YOUR TASK:
Your answer must be a single number: how many lines in the records include the word "query".

(Dataset entries)

---+---

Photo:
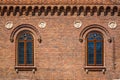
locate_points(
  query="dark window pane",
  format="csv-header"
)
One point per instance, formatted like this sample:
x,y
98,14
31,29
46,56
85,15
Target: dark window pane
x,y
29,36
99,53
21,52
90,52
94,35
25,36
29,53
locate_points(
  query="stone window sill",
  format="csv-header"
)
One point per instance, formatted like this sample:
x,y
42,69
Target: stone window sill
x,y
95,68
25,68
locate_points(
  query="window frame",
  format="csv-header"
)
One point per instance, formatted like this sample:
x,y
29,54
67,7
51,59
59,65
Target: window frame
x,y
95,57
25,48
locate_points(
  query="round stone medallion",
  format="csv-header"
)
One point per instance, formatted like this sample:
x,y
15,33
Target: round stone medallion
x,y
77,24
112,24
42,24
9,24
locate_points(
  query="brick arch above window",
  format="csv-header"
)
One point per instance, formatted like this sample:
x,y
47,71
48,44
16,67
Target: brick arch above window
x,y
22,27
95,27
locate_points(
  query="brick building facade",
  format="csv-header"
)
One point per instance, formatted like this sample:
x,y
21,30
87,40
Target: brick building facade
x,y
49,40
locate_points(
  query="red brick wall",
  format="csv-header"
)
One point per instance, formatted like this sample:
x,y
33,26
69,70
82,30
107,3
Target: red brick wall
x,y
60,55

---+---

RESULT FOR THIS TASK:
7